EXERCISE GOAL
Print each of the rows below word for word, leaving every line unchanged.

Extracted records
● ● ● ● ●
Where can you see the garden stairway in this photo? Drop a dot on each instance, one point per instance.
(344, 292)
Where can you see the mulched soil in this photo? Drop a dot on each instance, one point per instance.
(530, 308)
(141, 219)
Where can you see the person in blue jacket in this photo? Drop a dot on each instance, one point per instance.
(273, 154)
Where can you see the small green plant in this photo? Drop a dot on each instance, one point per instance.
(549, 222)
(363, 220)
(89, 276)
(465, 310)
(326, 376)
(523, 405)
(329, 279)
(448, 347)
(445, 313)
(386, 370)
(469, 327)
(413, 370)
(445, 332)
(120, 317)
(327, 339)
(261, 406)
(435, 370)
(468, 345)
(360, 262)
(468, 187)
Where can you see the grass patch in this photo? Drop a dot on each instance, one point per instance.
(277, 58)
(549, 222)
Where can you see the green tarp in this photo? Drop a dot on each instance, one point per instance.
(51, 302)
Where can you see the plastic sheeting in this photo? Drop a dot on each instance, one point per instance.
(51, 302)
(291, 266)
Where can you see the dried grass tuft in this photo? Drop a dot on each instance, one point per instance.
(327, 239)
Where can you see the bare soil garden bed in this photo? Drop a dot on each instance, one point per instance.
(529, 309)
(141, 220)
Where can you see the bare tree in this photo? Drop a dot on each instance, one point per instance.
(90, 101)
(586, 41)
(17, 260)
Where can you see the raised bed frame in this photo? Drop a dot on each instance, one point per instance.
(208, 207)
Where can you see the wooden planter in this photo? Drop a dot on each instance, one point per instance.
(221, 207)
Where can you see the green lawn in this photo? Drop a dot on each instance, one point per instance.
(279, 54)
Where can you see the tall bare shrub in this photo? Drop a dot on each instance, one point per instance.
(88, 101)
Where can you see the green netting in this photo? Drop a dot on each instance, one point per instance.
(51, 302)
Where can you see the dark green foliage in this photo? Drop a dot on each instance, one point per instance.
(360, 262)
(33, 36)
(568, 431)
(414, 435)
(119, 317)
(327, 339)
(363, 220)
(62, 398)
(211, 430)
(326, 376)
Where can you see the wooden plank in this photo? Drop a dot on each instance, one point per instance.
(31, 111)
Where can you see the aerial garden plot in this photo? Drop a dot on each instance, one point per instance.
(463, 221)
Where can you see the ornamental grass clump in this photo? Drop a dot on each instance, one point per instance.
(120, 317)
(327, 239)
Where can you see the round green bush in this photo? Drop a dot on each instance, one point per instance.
● ● ● ● ●
FINAL RESULT
Where can you see the garden stairway in this photo? Drop a dot on each instance, one point per instance.
(344, 292)
Where can you see the mulched soil in this photo? Drop a dot on each instance, one point per instance.
(530, 308)
(141, 219)
Where can you see the person in blue jacket in this photo? Drop a dot on each instance, one point per instance.
(273, 154)
Where can you see the small green plant in this photo? Drop a dot on each instance, one point per instance.
(549, 222)
(363, 220)
(89, 276)
(465, 310)
(326, 376)
(523, 405)
(329, 279)
(448, 347)
(445, 313)
(386, 370)
(469, 327)
(413, 370)
(445, 332)
(120, 317)
(327, 339)
(261, 406)
(435, 370)
(468, 345)
(360, 262)
(468, 187)
Where can you see the grass patch in this photo? Drop a dot on each instance, one point per instance.
(277, 58)
(549, 222)
Where can you see the green tarp in this photo? Drop a dot on each instance, one point per instance.
(51, 302)
Where can you see the plastic sheeting in this photo? Drop a dot on each instance, one point per instance.
(51, 302)
(291, 266)
Where can you see the dried grass tuft in this photo? Drop a dot on each instance, one point per instance.
(327, 239)
Where can you see the bare soil garden bed in this photo? Drop a dot on each instance, one point per instance.
(529, 309)
(141, 220)
Where can you see the bare tree in this photo? Drop a dot on each instance, one point per instance.
(90, 101)
(586, 41)
(17, 260)
Where can you see the raised bed frame in this photo? Drop a dot on each instance, one point per instance.
(208, 207)
Where can you see the wooden planter in this photo? Drop a dot on each instance, one point per instance.
(221, 207)
Where can you see the green lawn in this photo? Drop a dot on each instance, one point per instance.
(279, 54)
Where can you see the tall bare shrub in this photo? Drop a dot on each instance, one point per instance.
(88, 101)
Where can you see the green netting in this photo? Drop a dot on each instance, one point per instance.
(51, 302)
Where can you see the dark green foliage in this photo? Drop a dot on each instance, one point per instance.
(360, 262)
(33, 36)
(568, 431)
(414, 435)
(119, 317)
(327, 339)
(363, 220)
(62, 398)
(211, 430)
(326, 376)
Where can you see the wooden plank in this photo? Drop a dot on each instance, one point per instance.
(31, 111)
Where can you see the aerial garden plot in this photo? Drop a dot on each instance, one point per instance.
(463, 221)
Where can you see the ornamental grass clump in this photo? Drop a dot on each instance, one point per instance.
(120, 317)
(327, 239)
Where can you see the round green bush in this photo? Drop a dot on each instance, one point per instance.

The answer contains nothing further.